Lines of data

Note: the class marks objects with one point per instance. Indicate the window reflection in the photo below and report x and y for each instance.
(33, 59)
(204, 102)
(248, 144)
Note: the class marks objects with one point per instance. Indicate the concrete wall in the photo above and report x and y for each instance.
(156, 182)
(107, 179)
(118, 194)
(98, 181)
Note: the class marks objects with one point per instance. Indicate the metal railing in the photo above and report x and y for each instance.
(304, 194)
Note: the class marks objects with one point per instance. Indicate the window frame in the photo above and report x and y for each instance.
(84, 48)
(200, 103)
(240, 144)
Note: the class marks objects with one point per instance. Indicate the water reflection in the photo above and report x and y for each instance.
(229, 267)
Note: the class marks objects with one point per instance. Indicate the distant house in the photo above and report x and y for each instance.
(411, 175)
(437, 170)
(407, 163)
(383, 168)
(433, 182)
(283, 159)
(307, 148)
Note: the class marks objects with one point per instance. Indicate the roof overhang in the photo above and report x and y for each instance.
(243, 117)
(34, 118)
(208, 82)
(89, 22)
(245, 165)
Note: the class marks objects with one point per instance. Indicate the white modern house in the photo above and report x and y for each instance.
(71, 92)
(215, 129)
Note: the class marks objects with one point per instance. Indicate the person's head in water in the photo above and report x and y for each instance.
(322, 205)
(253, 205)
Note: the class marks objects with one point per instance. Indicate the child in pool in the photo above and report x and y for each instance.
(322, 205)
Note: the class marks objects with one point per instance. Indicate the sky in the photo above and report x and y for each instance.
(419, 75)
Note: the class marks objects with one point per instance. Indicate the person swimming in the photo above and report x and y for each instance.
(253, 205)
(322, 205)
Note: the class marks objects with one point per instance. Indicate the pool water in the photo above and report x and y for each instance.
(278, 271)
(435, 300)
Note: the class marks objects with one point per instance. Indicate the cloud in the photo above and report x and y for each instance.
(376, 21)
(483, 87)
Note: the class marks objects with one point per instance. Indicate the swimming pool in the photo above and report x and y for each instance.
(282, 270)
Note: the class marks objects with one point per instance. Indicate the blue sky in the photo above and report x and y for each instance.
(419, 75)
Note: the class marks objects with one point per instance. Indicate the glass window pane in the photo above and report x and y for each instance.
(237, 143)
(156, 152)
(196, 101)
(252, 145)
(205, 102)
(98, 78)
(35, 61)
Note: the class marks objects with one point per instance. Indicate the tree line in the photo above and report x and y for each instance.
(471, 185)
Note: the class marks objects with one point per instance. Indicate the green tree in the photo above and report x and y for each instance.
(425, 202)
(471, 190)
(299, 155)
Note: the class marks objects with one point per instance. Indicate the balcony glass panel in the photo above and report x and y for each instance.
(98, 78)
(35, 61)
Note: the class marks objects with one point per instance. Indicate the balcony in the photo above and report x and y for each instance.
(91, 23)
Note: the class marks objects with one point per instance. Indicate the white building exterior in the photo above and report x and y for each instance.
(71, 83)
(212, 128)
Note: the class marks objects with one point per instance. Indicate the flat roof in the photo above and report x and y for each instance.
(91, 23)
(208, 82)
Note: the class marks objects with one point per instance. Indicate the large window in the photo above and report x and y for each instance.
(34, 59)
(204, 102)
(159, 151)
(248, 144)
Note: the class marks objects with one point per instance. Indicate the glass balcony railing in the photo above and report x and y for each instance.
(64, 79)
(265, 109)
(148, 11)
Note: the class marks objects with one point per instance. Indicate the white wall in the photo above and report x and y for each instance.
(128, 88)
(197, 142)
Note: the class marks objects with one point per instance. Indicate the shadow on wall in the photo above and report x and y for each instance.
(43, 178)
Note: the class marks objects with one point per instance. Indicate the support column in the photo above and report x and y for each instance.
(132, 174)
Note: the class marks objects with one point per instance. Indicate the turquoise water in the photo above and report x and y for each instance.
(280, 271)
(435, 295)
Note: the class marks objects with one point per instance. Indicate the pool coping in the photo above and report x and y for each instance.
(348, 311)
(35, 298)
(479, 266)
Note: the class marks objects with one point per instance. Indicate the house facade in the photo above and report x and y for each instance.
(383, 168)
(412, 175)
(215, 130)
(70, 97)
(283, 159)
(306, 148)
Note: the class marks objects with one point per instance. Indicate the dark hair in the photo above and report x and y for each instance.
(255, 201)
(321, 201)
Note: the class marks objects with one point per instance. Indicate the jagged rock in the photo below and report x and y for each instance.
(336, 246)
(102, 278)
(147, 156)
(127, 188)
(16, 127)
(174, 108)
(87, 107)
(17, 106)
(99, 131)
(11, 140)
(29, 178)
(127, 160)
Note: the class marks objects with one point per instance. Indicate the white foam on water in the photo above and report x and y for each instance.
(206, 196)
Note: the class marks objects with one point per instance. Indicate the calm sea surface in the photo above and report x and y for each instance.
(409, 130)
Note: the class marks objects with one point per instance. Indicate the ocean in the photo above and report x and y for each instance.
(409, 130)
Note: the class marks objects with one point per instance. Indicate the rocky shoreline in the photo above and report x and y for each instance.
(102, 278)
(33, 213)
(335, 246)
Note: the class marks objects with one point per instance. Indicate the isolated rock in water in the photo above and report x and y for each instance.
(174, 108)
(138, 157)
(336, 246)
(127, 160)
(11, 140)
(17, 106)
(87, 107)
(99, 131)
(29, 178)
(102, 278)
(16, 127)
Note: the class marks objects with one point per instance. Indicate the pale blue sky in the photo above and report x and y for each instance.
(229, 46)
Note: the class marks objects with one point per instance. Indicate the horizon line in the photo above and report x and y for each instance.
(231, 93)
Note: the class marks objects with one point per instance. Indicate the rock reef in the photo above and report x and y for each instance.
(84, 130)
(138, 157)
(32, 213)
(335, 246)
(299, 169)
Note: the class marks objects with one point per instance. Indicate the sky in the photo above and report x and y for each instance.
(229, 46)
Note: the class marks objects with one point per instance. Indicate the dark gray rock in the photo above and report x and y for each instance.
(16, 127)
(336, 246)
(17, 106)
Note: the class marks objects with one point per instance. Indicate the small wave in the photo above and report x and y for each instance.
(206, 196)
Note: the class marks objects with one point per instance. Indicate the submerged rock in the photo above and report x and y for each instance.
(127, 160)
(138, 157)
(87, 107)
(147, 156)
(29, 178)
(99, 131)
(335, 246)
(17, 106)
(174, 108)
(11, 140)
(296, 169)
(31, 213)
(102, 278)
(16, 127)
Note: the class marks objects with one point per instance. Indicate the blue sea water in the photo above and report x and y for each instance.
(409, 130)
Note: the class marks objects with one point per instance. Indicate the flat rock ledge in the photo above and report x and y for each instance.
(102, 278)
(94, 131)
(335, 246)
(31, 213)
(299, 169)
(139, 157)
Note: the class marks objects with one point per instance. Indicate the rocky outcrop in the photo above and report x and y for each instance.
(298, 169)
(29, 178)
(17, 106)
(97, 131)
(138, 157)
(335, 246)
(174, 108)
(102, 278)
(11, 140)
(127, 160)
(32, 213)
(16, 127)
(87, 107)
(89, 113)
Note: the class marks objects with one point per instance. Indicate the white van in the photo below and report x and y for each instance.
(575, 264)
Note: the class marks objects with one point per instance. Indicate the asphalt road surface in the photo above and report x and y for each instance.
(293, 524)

__WHAT THIS TASK INVOLVES__. What needs duplicating is the run of lines from the one containing "Indicate the horizon" through the last line of the entries above, exact and complete.

__FULL ANSWER__.
Note: the class marks objects with one point per instance. Indicate the horizon line in the photo above and report x and y for each instance.
(231, 93)
Note: the class marks objects with one point per instance. Indicate the rock reef in the photo above and report x and y for each instance.
(84, 130)
(138, 157)
(32, 213)
(335, 246)
(299, 169)
Note: the class marks objects with one point per instance. Indicate the sky in the photo above and report x and y for each instance.
(229, 46)
Note: the class marks objects with one point per instance. Indicate the dark gray rock in the photo above and report x and y for each instance.
(16, 127)
(336, 246)
(17, 106)
Note: the class marks objects with one point per instance. Indicate the small wave in the photo above and report x and y for each instance.
(206, 196)
Note: the class marks objects with one point per instance. Indicate the submerged rock in the photo above and report x and y for each instance.
(127, 160)
(138, 157)
(87, 107)
(147, 156)
(29, 178)
(99, 131)
(335, 246)
(17, 106)
(174, 108)
(11, 140)
(296, 169)
(31, 213)
(102, 278)
(16, 127)
Note: the class marks objects with one point per instance. Indicate the blue sea water in the photo above and report x and y for each instance.
(409, 130)
Note: the class marks objects with one point per instance. Indicate the flat rock ledge in the photo above and report x and y for each instance.
(102, 278)
(94, 131)
(335, 246)
(31, 213)
(299, 169)
(139, 157)
Note: the class marks objects with one point per instance. Indicate the rocky outcrop in the photo above and report x and y for each instance.
(298, 169)
(29, 178)
(17, 106)
(97, 131)
(138, 157)
(335, 246)
(174, 108)
(102, 278)
(11, 140)
(127, 160)
(32, 213)
(16, 127)
(87, 107)
(89, 113)
Note: the class marks objects with one point per instance. Indicate the white van in the photo below and report x and y for each instance.
(575, 264)
Note: the class marks objects with one point per instance. Indicate the asphalt road surface in the photo above and report x and y for each instance.
(293, 524)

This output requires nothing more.